= ACTIVITY =
Return, word for word, the portion of the care-package passage below starting at "Now, Tenenberg marvels" and ending at "water more palatable.".

= SELECTED EXCERPT =
○ ○ ○ ○ ○
Now, Tenenberg marvels at the fact that his care packages can reach soldiers in the most remote areas in as few as seven days.
Tenenberg’s care boxes are full of basic supplies, including beef jerky, baby wipes, toiletries, and four pairs of military standard socks, with an anti-microbial silver filament that kills bacteria and wicks away moisture. He also includes powdered drink mixes to help make the water more palatable.
“In many of these places—especially in the combat areas—[they] strictly drink bottled water, and it tastes pretty bad because it comes from Saudi Arabia,” Tenenberg said. “So they put the Crystal Light and things like that in, so it actually has some taste to it.”
Based on the season’s requirements, he may also include cooling towels, sunscreen, hand and foot warmers, gloves, and scarves. Depending on the specific needs that soldiers express to him in their emails, he might toss in a new pair of boots or a fresh set of sheets.
Natalie Burton said that Tenenberg often reads her the thank you notes sent to him by the grateful soldiers.
“When you get the emails back with the ‘thank yous’ for helping them out, [he] will read them out loud, and we’ll be all crying together. It’s just heartbreaking,” she said.
○ ○ ○ ○ ○
= INFORMATION PROVIDED =
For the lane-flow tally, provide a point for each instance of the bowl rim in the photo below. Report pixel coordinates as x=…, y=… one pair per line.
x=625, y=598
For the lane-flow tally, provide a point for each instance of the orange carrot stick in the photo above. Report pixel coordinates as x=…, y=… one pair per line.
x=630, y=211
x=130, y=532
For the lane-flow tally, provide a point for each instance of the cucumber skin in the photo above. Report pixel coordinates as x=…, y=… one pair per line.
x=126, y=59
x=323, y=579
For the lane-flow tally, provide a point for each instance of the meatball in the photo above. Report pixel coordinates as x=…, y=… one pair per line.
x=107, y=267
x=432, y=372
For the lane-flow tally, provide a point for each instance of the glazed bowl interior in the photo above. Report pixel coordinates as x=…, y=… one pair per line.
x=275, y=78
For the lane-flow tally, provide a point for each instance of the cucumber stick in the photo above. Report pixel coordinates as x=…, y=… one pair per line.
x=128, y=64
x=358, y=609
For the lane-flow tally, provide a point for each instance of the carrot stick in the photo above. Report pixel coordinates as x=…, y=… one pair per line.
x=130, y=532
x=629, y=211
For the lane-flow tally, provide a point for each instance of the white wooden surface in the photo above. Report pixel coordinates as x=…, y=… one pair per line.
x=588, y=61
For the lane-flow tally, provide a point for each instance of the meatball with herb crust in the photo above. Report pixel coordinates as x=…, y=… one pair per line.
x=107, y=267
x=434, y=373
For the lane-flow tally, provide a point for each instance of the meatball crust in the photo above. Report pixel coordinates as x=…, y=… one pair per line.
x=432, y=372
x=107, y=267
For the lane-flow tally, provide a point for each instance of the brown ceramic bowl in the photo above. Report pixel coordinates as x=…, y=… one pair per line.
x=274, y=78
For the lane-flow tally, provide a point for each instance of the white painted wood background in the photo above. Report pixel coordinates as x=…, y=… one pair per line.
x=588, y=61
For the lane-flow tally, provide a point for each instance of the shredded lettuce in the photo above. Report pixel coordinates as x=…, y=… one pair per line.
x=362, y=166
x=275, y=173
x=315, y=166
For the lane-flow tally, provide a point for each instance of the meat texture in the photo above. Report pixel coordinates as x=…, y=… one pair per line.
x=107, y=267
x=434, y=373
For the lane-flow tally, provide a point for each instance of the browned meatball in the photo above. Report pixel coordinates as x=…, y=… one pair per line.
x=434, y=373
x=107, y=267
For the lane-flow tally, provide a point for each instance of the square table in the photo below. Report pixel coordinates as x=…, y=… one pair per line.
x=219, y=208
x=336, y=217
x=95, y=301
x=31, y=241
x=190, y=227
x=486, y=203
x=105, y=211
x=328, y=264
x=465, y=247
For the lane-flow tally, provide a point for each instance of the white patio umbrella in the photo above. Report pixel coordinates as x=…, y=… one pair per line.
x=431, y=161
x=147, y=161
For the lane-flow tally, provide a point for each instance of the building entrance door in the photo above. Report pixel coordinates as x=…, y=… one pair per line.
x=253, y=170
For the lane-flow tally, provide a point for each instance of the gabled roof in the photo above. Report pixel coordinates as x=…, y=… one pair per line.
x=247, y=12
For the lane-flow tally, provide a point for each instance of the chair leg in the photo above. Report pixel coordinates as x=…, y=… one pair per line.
○ ○ ○ ○ ○
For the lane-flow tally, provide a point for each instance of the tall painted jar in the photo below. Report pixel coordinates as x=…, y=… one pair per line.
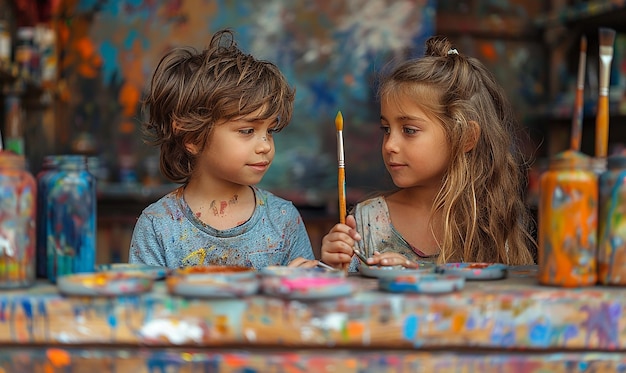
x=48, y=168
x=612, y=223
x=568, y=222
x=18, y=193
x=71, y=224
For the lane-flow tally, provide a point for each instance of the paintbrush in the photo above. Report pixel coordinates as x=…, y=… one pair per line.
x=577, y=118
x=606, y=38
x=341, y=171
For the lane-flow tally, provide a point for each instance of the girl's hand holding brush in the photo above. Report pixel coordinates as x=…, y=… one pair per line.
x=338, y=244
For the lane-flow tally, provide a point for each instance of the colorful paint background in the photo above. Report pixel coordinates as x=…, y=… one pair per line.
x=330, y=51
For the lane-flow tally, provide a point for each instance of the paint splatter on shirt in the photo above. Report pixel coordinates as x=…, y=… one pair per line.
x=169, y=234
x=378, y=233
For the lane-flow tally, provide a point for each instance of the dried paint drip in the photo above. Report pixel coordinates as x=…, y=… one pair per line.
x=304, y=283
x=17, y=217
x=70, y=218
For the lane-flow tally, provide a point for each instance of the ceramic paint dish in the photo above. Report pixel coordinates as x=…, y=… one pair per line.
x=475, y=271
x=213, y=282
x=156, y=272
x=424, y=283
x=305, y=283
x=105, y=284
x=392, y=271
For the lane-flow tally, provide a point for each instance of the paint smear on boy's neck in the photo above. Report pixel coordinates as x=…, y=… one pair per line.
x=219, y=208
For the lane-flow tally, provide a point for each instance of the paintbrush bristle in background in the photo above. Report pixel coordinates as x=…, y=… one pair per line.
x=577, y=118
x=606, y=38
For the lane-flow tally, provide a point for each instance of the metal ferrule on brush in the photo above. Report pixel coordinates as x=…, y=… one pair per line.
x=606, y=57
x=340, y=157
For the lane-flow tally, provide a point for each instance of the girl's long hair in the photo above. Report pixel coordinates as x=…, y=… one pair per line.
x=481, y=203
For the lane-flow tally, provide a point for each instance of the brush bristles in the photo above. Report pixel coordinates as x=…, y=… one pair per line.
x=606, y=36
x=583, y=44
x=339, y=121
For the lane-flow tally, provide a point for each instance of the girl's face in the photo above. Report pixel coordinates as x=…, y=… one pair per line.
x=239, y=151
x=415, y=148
○ ○ ○ ○ ○
= TASK ANSWER =
Now, Tenenberg marvels at the fact that his care packages can reach soldiers in the most remote areas in as few as seven days.
Tenenberg’s care boxes are full of basic supplies, including beef jerky, baby wipes, toiletries, and four pairs of military standard socks, with an anti-microbial silver filament that kills bacteria and wicks away moisture. He also includes powdered drink mixes to help make the water more palatable.